Pick up the account below of a day at a seaside villa on Massachusetts Bay, and keep writing from its final sentence.

[Selected passage]
*** Block opens ***

The three-forty trotter soon left boots, shoes, and all behind, and deposited us at the door of the uncle’s villa, where a friendly hand welcomed us to its hospitalities. It was very prettily situated upon a cliff overlooking Massachusetts Bay, in which said cliff a zigzag stepway was cut down to the water, for the convenience of bathing. The grounds were nicely laid out and planted, and promised in time to be well wooded, if the ocean breeze driving upon them did not lay an embargo upon their growth, in the same heartless manner as it does upon the west coast of Scotland, where, the moment a tree gets higher than a mop handle, its top becomes curved over by the gales, with the same graceful sweep as that which a successful stable-boy gives a birch broom after a day’s soaking. I hope, for my hospitable friend’s sake, it may not prove true in his case; but I saw an ostrich-feathery curve upon the tops of some of his trees, which looked ominous. Having spent a very pleasant day, and enjoyed good cheer and good company, Three-forty was again “hitched to;” joined hands announced the parting moment had arrived; wreaths of smoke from fragrant Havanas ascended like incense from the shrine of Adieu; “G’lang”—the note of advance—was sounded; Three-forty sprang to the word of command; friends, shoes, and shoemakers were soon tailed of; and ere long your humble servant was nestling his nose in his pillow at Boston.

*** Block closes ***

Saved entries
*** Block opens ***

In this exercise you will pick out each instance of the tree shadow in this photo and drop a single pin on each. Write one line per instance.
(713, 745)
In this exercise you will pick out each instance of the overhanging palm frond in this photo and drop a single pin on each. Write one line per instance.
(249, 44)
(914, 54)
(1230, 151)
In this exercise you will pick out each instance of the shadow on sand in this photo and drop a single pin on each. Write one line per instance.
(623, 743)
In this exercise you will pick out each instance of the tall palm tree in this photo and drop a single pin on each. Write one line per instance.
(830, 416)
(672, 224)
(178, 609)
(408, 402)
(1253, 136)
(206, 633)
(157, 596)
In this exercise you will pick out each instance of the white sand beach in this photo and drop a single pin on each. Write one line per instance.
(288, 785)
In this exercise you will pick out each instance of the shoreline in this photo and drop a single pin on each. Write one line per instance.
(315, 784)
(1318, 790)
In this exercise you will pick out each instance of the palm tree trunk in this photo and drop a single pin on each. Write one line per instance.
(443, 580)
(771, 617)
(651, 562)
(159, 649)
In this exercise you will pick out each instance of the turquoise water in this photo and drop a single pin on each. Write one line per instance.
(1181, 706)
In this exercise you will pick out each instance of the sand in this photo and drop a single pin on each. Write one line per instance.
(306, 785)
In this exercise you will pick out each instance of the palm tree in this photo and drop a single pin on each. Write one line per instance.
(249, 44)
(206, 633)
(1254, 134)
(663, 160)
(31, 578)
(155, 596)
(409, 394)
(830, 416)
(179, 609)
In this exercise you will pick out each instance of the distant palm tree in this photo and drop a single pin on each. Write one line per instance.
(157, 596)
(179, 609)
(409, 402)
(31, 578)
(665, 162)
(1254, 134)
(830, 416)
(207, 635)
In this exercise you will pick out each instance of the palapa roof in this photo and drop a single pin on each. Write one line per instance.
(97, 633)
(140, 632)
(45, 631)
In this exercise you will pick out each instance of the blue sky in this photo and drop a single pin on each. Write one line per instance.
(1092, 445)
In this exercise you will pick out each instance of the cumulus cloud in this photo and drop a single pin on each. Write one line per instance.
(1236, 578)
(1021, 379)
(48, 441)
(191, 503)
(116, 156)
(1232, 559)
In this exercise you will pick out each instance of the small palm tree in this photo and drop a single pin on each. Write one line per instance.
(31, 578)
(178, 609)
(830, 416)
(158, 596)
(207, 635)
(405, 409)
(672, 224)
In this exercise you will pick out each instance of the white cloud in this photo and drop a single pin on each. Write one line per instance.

*** Block closes ***

[Written reply]
Hearing that the drama was investing its talent in Abolitionism, I went one evening to the theatre, to see if I could extract as much fun from the metropolis of a free state as I had previously obtained from the capital of slave-holding Maryland; for I knew the Americans, both North and South, were as ticklish as young ladies. I found very much the same style of thing as at Baltimore, except that her abolitionist highness, the Duchess of Southernblack, did not appear on the stage by deputy; but as an atonement for the omission, you had a genuine Yankee abolitionist; poor Uncle Tom and his fraternity were duly licked and bullied by a couple of heartless Southern nigger-drivers; and while their victims were writhing in agony, a genuine abolitionist comes on the stage and whops the two nigger-drivers, amid shouts of applause. The suppliant Southerners, midst sobs and tears, plead for mercy, and in vain, until the happy thought occurs to one of them, to break forth into a wondrous tale of the atrocities inflicted upon the starving and naked slaves of English mines and factories, proving by contrast the superior happiness of the nigger and the greater mercifulness of his treatment. The indignant abolitionist drops the upraised cowhide, the sobs and tears of the Southerners cease, the whole house thunders forth the ecstasy of its delight, the curtain drops, and the enchanted audience adjourn to the oyster saloons, vividly impressed with British brutality, the charms of slavery, and the superiority of Abolitionism.
How strange, that in a country like this, boasting of its education, and certainly with every facility for its prosecution—how strange, that in the very Athens of the Republic, the deluded masses should exhibit as complete ignorance as you could find in the gallery of any twopenny-halfpenny metropolitan theatre of the old country!